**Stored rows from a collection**

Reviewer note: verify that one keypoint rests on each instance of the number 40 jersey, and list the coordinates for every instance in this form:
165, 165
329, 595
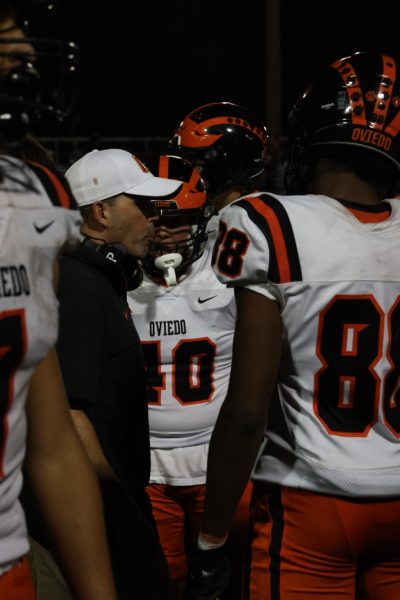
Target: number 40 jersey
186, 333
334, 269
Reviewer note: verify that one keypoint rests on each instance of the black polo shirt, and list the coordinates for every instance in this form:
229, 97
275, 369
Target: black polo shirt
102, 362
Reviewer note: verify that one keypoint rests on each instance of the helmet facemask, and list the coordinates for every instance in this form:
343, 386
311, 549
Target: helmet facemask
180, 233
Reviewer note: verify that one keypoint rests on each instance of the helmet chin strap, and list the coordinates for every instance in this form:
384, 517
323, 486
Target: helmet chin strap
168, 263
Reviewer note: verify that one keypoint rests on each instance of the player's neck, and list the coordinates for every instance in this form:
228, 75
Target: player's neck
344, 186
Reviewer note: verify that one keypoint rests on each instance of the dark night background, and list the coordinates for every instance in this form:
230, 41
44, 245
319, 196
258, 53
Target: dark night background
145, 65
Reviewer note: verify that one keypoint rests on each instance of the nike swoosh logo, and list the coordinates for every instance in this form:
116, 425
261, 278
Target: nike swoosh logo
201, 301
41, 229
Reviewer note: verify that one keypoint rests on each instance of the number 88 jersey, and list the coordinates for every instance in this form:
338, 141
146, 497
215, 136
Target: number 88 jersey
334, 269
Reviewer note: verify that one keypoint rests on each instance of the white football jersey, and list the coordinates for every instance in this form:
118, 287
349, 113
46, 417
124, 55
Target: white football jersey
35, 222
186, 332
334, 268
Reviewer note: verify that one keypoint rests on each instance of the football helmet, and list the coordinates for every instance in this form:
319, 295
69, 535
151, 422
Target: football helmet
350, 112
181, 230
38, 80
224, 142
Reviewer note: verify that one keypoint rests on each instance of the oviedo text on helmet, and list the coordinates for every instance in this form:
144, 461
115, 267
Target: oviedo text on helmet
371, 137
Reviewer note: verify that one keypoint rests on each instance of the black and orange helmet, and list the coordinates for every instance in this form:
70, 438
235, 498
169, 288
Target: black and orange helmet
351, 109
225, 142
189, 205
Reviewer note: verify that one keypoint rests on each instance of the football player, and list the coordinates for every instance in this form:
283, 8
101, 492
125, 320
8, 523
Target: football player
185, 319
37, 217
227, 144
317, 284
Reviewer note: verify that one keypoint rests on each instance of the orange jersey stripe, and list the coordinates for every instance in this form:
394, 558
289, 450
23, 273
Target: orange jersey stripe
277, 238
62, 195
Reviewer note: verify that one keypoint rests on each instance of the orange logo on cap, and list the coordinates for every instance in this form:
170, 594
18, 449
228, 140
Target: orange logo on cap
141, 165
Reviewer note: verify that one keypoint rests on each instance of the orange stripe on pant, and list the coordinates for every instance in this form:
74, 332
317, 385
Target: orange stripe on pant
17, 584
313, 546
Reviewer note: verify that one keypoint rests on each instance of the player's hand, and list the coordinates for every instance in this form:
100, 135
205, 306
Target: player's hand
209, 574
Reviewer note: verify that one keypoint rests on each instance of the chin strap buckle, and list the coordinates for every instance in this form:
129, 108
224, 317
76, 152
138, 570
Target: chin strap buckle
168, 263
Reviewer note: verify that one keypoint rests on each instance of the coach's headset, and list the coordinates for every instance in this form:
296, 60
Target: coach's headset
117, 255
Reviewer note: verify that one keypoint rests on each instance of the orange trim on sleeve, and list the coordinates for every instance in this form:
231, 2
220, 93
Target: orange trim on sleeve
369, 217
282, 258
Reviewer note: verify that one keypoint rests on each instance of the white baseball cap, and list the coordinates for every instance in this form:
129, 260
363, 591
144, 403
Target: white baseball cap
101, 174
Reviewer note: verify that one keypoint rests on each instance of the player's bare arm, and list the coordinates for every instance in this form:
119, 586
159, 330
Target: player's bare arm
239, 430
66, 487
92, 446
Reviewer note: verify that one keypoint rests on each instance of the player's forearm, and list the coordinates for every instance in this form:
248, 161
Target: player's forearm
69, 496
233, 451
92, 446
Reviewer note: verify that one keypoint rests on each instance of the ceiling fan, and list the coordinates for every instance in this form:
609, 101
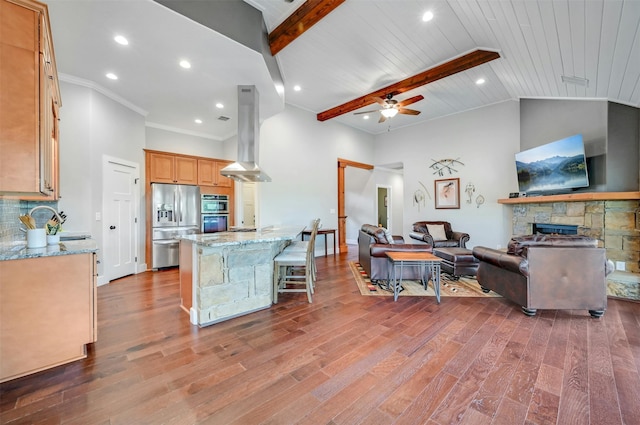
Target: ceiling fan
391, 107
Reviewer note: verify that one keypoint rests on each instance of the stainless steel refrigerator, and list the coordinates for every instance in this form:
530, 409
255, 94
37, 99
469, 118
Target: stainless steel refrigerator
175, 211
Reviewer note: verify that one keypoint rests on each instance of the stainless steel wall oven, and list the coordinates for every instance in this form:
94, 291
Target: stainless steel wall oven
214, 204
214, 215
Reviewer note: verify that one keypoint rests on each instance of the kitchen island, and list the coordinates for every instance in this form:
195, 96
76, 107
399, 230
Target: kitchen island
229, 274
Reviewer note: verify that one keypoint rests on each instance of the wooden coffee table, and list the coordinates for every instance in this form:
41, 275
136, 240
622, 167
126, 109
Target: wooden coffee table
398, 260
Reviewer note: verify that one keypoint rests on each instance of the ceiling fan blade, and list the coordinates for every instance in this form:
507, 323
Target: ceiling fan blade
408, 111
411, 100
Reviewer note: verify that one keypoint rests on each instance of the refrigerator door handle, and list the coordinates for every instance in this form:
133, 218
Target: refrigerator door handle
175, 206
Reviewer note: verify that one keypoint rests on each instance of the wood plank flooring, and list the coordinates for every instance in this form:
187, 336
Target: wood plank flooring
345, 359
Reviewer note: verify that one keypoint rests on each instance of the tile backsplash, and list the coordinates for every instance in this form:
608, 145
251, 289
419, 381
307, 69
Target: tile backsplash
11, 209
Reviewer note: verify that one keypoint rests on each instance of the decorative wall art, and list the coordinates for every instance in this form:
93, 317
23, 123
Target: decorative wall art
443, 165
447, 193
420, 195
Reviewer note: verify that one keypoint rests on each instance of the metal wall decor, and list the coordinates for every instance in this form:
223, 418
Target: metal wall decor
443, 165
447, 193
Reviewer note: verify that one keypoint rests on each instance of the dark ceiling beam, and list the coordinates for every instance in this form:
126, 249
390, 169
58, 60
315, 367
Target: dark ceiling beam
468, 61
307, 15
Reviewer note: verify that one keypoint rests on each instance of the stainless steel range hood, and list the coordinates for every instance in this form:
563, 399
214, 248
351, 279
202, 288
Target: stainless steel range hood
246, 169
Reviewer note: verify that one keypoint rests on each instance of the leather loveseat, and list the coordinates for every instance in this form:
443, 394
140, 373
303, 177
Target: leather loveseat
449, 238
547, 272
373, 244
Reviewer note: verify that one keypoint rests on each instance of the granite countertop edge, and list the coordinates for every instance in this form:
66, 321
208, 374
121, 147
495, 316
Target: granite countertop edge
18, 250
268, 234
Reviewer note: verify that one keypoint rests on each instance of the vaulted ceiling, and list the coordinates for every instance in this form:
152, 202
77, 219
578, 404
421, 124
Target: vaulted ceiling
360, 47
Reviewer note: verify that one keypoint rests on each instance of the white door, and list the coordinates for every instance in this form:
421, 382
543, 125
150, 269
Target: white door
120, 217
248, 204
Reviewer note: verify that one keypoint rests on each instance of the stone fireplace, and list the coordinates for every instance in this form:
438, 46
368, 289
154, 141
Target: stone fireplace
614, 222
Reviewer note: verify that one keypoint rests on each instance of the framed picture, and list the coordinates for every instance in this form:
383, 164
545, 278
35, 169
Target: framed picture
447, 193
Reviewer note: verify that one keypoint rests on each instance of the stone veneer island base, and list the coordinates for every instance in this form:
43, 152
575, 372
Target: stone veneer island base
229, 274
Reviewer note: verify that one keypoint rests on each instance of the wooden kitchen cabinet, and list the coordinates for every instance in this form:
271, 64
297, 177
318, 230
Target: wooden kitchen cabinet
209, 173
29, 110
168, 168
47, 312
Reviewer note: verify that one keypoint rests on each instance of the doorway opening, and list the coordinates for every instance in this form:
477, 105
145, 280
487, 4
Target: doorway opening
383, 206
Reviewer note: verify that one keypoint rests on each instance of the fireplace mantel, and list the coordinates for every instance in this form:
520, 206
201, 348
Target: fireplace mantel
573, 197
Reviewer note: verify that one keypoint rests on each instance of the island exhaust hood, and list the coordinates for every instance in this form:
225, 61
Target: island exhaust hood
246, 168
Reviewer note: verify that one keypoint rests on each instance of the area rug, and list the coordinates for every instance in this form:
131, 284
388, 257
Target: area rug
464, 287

**Your goal**
Rewrite the part of the rows that opens with the line containing "of the doorway" and runs through the end of the rows, changing "fireplace mantel" to "stone mantel" and leaving everything else the same.

**Output for this exercise**
Reviewer note: verify that one keypoint rests on each instance of the doorway opening, and list the coordinates for every instance in this form:
477, 105
145, 280
487, 4
Target: doorway opening
383, 206
Reviewer note: verify that one keypoint rests on each instance of the stone mantel, and list the coordinates for every instance in this form:
520, 206
201, 348
Target: stone mantel
573, 197
Reviewer note: verify that one keypoint rests on each instance of the island exhaust hood, and list the coordinates for every instance in this form:
225, 61
Target: island exhaust hood
246, 168
Reviewer note: verify that one keypoint rests on each instance of the area rug, and list the coordinates for every instance in this form:
131, 284
388, 257
Target: area rug
464, 287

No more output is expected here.